TO DO: Report every line in the material below that contains the string "road". Uppercase and lowercase letters count as different.

ENTRIES SHOWN:
>>>>>
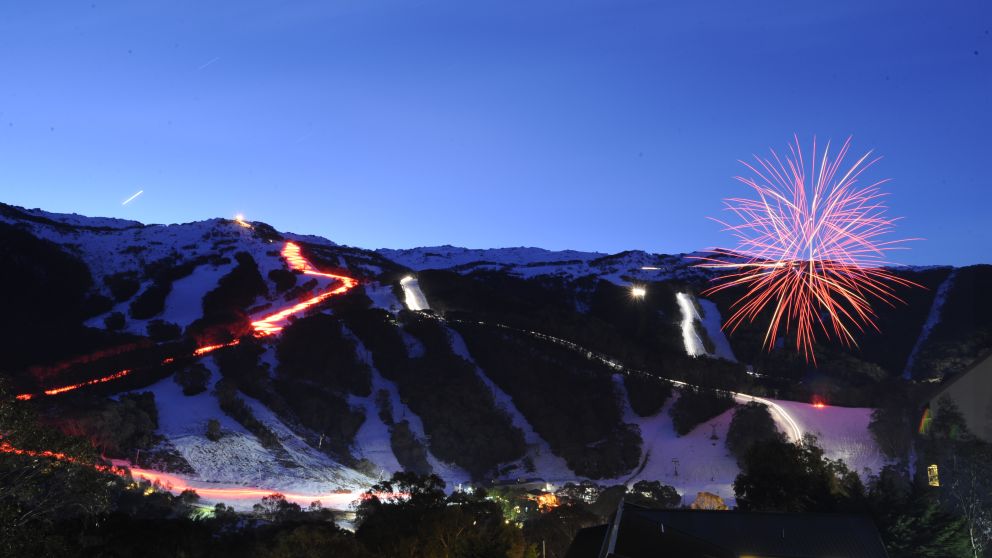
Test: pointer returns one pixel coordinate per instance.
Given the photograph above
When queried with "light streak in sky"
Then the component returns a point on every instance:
(810, 248)
(132, 198)
(211, 61)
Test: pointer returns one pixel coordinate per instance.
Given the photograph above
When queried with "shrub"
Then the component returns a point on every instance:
(159, 330)
(236, 408)
(315, 349)
(122, 285)
(323, 411)
(784, 477)
(569, 400)
(653, 494)
(752, 424)
(283, 279)
(119, 427)
(647, 395)
(410, 453)
(151, 301)
(696, 406)
(193, 378)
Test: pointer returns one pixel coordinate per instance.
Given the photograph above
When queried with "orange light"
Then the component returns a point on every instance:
(265, 326)
(274, 323)
(63, 389)
(211, 348)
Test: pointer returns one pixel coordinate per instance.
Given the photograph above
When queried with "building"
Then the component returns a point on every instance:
(971, 392)
(636, 532)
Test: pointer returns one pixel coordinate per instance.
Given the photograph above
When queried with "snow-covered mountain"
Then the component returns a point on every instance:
(408, 383)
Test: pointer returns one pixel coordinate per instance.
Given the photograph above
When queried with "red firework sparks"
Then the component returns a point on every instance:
(810, 247)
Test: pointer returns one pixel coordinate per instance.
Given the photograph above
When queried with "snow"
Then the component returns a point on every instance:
(712, 323)
(704, 464)
(443, 257)
(372, 448)
(238, 460)
(413, 297)
(842, 433)
(184, 305)
(382, 297)
(546, 463)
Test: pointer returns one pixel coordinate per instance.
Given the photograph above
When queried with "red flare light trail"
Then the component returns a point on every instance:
(809, 247)
(265, 326)
(274, 323)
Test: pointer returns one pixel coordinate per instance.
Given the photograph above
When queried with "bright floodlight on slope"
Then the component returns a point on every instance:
(240, 219)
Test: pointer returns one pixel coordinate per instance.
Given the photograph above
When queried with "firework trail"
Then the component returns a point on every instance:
(810, 247)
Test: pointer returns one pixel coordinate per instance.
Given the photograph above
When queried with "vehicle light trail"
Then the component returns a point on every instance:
(263, 327)
(810, 249)
(134, 197)
(175, 484)
(274, 323)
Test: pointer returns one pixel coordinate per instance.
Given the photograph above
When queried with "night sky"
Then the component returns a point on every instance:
(606, 126)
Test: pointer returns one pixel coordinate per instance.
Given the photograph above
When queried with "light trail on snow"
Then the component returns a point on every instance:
(265, 326)
(782, 417)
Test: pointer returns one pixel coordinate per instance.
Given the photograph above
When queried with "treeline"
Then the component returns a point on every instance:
(569, 400)
(47, 295)
(224, 308)
(459, 415)
(964, 332)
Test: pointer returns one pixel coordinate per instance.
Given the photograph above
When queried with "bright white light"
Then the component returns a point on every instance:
(412, 295)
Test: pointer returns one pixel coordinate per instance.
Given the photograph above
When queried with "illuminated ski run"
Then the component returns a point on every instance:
(264, 326)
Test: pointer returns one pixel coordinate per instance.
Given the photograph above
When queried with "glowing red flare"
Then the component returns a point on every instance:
(809, 248)
(267, 325)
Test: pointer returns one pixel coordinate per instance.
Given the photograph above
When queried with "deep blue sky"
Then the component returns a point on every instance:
(605, 125)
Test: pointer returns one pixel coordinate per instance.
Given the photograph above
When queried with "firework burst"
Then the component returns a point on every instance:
(811, 248)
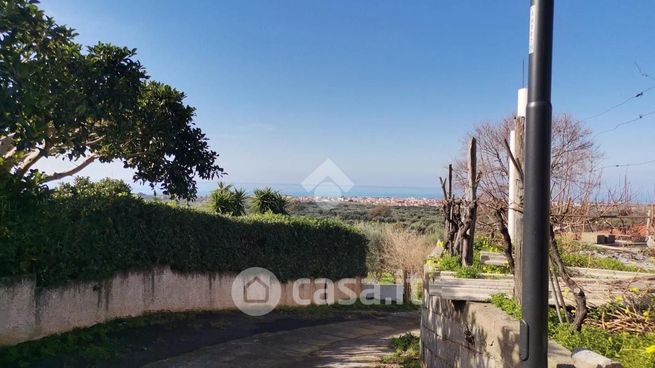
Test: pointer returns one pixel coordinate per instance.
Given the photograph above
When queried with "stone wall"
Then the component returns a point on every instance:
(28, 312)
(472, 334)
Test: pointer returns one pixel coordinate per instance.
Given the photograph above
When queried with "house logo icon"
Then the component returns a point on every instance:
(256, 291)
(326, 182)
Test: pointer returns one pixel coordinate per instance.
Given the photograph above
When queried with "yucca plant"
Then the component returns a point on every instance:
(269, 200)
(226, 200)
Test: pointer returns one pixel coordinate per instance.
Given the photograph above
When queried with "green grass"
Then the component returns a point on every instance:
(95, 343)
(588, 261)
(632, 350)
(407, 352)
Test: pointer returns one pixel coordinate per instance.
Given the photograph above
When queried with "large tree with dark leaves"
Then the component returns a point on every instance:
(57, 100)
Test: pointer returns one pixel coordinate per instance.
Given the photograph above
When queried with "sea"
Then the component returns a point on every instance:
(297, 190)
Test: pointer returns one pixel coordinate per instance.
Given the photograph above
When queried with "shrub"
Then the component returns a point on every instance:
(632, 350)
(227, 200)
(380, 211)
(91, 238)
(269, 200)
(84, 187)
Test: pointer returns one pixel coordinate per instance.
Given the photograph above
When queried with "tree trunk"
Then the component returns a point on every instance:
(407, 288)
(467, 246)
(516, 206)
(580, 297)
(507, 239)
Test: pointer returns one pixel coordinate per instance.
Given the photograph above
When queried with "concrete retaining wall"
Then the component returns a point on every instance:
(28, 313)
(472, 334)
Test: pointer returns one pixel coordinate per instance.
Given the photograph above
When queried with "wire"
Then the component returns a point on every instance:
(637, 95)
(631, 164)
(617, 126)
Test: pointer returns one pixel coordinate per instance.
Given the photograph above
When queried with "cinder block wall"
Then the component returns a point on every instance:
(470, 334)
(28, 312)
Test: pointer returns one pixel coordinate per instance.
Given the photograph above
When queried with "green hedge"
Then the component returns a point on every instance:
(92, 238)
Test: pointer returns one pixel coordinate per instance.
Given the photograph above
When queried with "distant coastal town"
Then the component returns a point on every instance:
(386, 201)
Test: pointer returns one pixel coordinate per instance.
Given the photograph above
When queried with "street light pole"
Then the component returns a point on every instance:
(536, 225)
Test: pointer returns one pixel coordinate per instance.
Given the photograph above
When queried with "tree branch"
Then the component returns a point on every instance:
(73, 171)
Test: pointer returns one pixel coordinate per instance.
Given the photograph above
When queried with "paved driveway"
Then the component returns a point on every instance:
(360, 343)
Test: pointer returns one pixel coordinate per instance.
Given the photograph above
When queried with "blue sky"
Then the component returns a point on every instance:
(386, 89)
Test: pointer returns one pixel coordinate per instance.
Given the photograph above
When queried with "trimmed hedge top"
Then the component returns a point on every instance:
(92, 238)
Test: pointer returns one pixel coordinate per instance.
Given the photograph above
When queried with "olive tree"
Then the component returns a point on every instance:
(85, 105)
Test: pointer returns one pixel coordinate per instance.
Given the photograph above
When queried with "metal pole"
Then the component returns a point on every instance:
(534, 329)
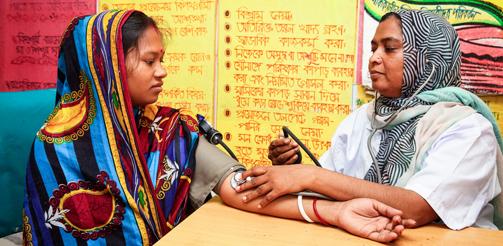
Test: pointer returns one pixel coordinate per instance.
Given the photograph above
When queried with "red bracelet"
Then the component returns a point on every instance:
(322, 221)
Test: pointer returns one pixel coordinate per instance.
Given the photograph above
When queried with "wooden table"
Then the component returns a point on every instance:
(217, 224)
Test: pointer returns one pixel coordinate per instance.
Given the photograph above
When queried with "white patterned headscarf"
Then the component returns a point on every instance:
(428, 41)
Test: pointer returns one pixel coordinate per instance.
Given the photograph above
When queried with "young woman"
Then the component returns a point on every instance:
(109, 167)
(424, 145)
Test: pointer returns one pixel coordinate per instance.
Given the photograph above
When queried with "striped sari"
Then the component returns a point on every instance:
(98, 173)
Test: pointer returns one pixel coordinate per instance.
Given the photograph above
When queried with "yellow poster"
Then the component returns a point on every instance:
(188, 29)
(284, 63)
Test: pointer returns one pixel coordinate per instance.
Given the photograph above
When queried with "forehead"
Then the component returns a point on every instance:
(150, 41)
(389, 28)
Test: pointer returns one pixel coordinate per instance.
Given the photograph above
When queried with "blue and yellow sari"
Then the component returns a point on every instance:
(98, 172)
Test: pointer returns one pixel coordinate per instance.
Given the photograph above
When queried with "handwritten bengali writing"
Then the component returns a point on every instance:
(461, 12)
(329, 102)
(189, 31)
(298, 42)
(183, 93)
(28, 85)
(193, 5)
(35, 49)
(150, 7)
(189, 19)
(313, 57)
(257, 40)
(199, 107)
(284, 72)
(281, 15)
(53, 17)
(54, 6)
(250, 125)
(250, 15)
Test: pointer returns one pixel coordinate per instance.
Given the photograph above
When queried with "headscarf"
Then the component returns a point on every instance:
(95, 174)
(430, 49)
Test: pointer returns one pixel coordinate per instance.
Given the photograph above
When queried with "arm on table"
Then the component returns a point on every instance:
(362, 217)
(269, 183)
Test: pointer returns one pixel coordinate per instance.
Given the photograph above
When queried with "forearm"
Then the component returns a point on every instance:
(342, 187)
(283, 207)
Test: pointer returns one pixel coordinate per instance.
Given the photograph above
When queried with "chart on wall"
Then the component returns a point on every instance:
(188, 29)
(282, 63)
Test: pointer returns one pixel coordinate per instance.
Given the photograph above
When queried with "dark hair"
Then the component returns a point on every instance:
(133, 28)
(390, 14)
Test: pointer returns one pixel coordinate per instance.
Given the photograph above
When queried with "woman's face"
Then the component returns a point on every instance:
(386, 62)
(144, 68)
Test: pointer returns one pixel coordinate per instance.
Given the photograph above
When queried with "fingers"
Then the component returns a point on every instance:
(254, 172)
(251, 183)
(383, 236)
(281, 150)
(386, 210)
(259, 191)
(409, 223)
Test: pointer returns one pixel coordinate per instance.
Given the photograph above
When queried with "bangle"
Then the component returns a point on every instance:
(322, 221)
(301, 209)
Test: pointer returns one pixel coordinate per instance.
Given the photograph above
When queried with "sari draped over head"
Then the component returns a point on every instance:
(96, 173)
(432, 58)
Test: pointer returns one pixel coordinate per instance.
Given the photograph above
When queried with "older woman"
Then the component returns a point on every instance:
(423, 146)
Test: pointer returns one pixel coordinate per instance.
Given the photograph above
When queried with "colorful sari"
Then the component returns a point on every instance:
(97, 175)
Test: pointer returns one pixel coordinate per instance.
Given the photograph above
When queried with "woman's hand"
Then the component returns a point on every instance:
(272, 182)
(370, 219)
(283, 151)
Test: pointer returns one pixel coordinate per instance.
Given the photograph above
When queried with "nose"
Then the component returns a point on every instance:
(375, 58)
(160, 72)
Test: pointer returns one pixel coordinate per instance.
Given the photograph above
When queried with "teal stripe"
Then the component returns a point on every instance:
(44, 167)
(68, 160)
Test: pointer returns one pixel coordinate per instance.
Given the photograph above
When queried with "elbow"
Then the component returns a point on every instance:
(421, 212)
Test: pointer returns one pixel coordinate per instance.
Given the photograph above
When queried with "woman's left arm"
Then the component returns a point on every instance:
(275, 181)
(366, 218)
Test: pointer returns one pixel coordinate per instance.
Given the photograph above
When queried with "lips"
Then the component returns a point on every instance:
(157, 87)
(375, 74)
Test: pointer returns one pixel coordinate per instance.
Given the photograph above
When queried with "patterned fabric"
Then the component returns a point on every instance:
(428, 41)
(95, 174)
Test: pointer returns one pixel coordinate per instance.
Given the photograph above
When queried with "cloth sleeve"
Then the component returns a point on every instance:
(458, 177)
(212, 167)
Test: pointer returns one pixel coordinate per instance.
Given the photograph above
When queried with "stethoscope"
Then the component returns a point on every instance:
(387, 122)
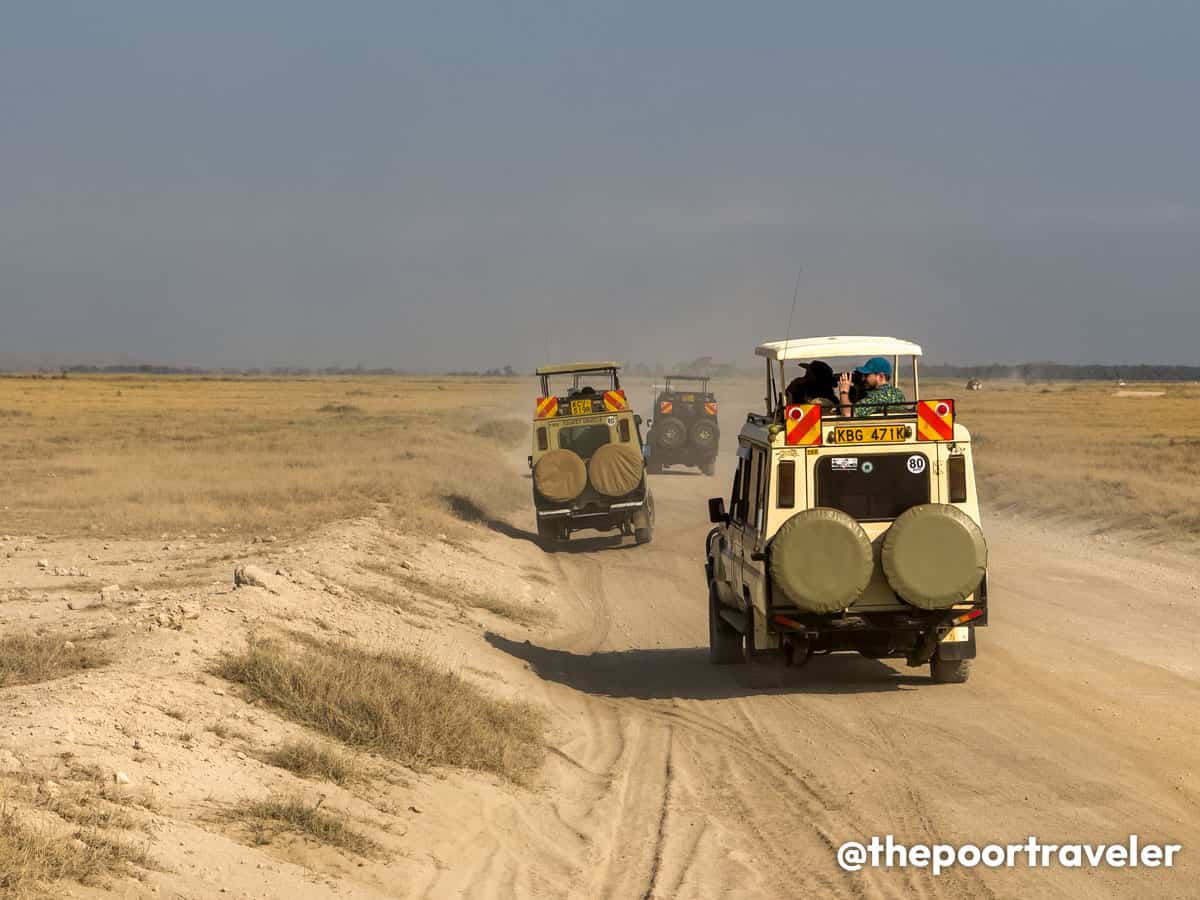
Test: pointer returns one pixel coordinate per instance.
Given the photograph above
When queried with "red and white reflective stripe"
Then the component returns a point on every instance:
(802, 425)
(546, 408)
(966, 617)
(615, 401)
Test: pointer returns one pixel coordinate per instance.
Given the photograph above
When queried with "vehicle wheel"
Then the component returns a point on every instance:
(765, 669)
(551, 535)
(671, 433)
(949, 671)
(703, 435)
(724, 640)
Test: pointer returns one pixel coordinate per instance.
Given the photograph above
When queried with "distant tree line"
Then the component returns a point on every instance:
(1060, 372)
(701, 366)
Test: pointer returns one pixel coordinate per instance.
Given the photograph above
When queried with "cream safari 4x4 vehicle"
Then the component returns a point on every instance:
(587, 461)
(852, 533)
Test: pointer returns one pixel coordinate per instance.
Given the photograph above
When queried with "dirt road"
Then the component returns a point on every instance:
(678, 779)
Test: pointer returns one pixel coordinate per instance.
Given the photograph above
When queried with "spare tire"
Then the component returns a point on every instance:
(705, 435)
(559, 475)
(616, 469)
(821, 559)
(670, 433)
(934, 556)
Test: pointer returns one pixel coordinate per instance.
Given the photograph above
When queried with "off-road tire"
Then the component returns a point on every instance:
(705, 435)
(765, 669)
(671, 433)
(949, 671)
(724, 640)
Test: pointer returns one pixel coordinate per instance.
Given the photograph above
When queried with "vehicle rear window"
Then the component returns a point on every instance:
(583, 439)
(874, 487)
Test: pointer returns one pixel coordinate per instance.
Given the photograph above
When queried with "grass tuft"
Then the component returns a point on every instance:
(399, 705)
(307, 759)
(33, 857)
(29, 659)
(279, 815)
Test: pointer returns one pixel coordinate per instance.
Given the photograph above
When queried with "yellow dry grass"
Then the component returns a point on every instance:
(28, 659)
(1083, 453)
(145, 455)
(399, 705)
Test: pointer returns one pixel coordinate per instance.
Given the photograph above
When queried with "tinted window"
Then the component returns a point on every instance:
(786, 489)
(583, 439)
(873, 487)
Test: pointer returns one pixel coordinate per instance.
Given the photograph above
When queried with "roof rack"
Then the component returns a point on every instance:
(573, 367)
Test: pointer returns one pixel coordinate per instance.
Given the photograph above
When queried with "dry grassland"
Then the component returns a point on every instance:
(397, 705)
(28, 659)
(267, 820)
(1081, 453)
(137, 456)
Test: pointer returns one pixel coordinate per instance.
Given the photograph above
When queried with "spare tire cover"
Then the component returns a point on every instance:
(670, 432)
(935, 556)
(703, 433)
(821, 559)
(616, 469)
(559, 475)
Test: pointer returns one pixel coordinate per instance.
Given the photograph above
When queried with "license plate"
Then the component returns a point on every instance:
(871, 435)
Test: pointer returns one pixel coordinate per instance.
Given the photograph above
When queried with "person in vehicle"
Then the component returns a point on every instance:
(816, 385)
(879, 391)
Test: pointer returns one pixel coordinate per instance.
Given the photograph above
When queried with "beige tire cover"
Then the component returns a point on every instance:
(561, 475)
(821, 559)
(616, 469)
(934, 556)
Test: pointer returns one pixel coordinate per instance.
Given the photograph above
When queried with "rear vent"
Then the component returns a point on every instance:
(957, 469)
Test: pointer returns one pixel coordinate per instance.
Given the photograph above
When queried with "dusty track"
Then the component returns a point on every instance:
(678, 779)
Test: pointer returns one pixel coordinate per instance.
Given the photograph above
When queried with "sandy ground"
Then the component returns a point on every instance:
(665, 777)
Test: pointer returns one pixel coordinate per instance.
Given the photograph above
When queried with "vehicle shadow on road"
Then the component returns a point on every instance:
(471, 511)
(685, 673)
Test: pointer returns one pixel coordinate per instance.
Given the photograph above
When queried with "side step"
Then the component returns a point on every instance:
(737, 618)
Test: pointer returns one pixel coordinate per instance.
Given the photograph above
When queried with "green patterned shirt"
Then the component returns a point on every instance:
(873, 401)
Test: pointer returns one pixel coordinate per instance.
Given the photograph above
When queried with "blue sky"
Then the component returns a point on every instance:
(471, 185)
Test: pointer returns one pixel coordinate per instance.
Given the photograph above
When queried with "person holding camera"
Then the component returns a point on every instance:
(877, 390)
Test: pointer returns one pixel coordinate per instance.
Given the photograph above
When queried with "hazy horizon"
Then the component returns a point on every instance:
(471, 187)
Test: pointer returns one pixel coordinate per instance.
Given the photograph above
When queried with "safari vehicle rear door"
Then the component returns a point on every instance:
(731, 549)
(754, 529)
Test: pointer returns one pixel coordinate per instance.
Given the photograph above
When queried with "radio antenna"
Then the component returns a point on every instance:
(787, 335)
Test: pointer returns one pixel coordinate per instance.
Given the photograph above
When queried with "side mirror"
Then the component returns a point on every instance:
(717, 514)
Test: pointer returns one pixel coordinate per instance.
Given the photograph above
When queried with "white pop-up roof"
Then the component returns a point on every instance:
(805, 348)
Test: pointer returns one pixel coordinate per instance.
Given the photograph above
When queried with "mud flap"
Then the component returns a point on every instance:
(958, 645)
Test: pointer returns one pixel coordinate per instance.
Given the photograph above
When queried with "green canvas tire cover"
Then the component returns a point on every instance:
(934, 556)
(821, 559)
(616, 469)
(561, 475)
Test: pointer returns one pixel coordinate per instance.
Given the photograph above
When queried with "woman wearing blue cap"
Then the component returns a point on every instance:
(880, 393)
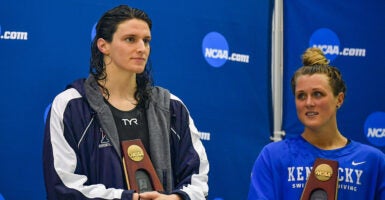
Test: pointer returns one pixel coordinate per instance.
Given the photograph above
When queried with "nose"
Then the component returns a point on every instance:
(309, 101)
(141, 45)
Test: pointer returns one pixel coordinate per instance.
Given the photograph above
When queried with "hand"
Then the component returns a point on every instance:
(158, 196)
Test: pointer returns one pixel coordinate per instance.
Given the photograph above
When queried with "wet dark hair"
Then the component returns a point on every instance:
(105, 28)
(315, 62)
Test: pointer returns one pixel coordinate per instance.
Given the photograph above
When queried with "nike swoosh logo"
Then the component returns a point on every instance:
(358, 163)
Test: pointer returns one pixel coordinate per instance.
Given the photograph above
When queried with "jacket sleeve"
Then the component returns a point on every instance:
(190, 163)
(261, 184)
(61, 160)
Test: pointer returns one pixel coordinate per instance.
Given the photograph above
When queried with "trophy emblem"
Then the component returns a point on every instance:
(138, 168)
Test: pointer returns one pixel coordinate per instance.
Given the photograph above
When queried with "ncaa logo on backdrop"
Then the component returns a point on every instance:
(215, 50)
(375, 128)
(329, 42)
(13, 35)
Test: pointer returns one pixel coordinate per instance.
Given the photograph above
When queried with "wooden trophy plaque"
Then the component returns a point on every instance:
(323, 181)
(140, 173)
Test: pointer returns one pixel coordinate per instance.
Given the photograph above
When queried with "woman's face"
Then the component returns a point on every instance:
(315, 103)
(129, 48)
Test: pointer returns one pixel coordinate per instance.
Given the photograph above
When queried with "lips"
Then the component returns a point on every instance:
(310, 114)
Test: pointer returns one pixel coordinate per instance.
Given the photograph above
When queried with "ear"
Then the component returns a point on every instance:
(103, 46)
(340, 99)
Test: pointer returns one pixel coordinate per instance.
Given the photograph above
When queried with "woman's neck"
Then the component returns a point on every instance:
(325, 140)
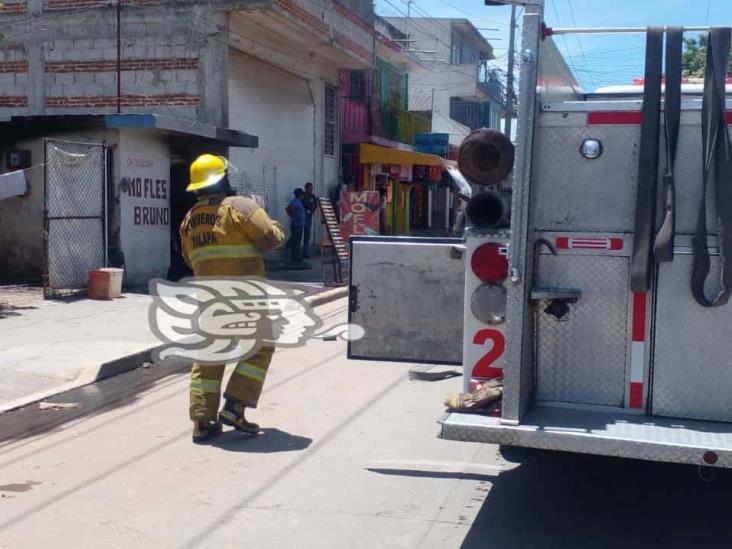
<<<<<
TASK RESULT:
When queried with "dirt road"
When queried with "off-road tire"
When queried with "vehicle shadow on road"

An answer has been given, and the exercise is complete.